Master Plan and Water Quality Management

Lake Mohawk

Lake Mohawk ManagementLake Mohawk, a 770-acre lake located in northwestern New Jersey, had a history of serious blue green algae blooms. The frequency and durations of these blooms steadily increased through the 1980s despite increases in the intensity and magnitude of copper-based algaecide treatments. In the early 1990s Princeton Hydro was contracted by the Lake Mohawk County Club (LMCC) to conduct a detailed water quality and trophic state assessment of the lake. We used the data to prepare a comprehensive lake management master plan. The key element of the plan involved the use of alum to reduce and control the lake’s sizable internal total phosphorus load and the phosphorus originating from stormwater and other external sources. This innovative nutrient control program was the first of its kind in New Jersey.

To decrease the lake’s internal phosphorus load 90,000 gallons of alum was applied by Sweetwater Technology, under the direction of Princeton Hydro, to limit the recycling of sedimentary phosphorus during periods of hypolimnetic anoxia. At the same time, working in concert Princeton Hydro, Sweetwater Technology and General Environmental Systems (GES) then designed and installed a metered alum dosing/aeration system. The system’s dual purpose was to maintain the water column in a destratified, fully aerated state while simultaneously injecting relatively small quantities of alum to control the lake’s daily, external phosphorus load. The original system installed in 1992 was subsequently redesigned and expanded by Princeton Hydro in 2001 and further upgraded in 2010. The current system configuration consists of two pump houses and 24 diffusers equipped with low-volume alum emitters. These diffuser/alum units are strategically placed throughout the lake. Princeton Hydro’s limnologists continuously track and modify the daily alum dose, as based on both the measured and computed influx of phosphorus entering the lake from storm sewers, septic systems, lawn runoff, and/or atmospheric deposition.

> _TRY IT_:
Can you rewrite the stretch of the Lake Mohawk text from "Master Plan and" through "in New Jersey.", putting "outbreaks" wherever "blooms" appears?

> _GIVEN INFORMATION_:
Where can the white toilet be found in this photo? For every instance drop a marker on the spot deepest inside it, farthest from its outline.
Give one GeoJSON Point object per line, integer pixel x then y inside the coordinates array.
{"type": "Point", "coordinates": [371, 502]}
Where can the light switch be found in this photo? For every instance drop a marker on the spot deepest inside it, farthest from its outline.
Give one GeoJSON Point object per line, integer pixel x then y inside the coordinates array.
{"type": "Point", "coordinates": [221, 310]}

--

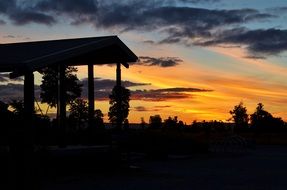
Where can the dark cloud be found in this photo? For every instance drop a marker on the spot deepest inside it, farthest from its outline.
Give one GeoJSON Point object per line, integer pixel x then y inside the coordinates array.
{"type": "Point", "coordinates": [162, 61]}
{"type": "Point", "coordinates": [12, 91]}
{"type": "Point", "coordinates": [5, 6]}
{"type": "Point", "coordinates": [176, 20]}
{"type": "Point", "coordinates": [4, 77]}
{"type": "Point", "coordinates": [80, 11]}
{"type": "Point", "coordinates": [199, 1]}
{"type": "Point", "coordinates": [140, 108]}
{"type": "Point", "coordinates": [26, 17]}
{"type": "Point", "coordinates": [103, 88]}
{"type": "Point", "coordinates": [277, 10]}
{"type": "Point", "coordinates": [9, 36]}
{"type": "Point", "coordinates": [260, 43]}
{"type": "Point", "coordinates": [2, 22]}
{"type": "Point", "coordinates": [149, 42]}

> _FINISHED EXERCISE_:
Master Plan and Water Quality Management

Lake Mohawk

Lake Mohawk ManagementLake Mohawk, a 770-acre lake located in northwestern New Jersey, had a history of serious blue green algae outbreaks. The frequency and durations of these outbreaks steadily increased through the 1980s despite increases in the intensity and magnitude of copper-based algaecide treatments. In the early 1990s Princeton Hydro was contracted by the Lake Mohawk County Club (LMCC) to conduct a detailed water quality and trophic state assessment of the lake. We used the data to prepare a comprehensive lake management master plan. The key element of the plan involved the use of alum to reduce and control the lake’s sizable internal total phosphorus load and the phosphorus originating from stormwater and other external sources. This innovative nutrient control program was the first of its kind in New Jersey.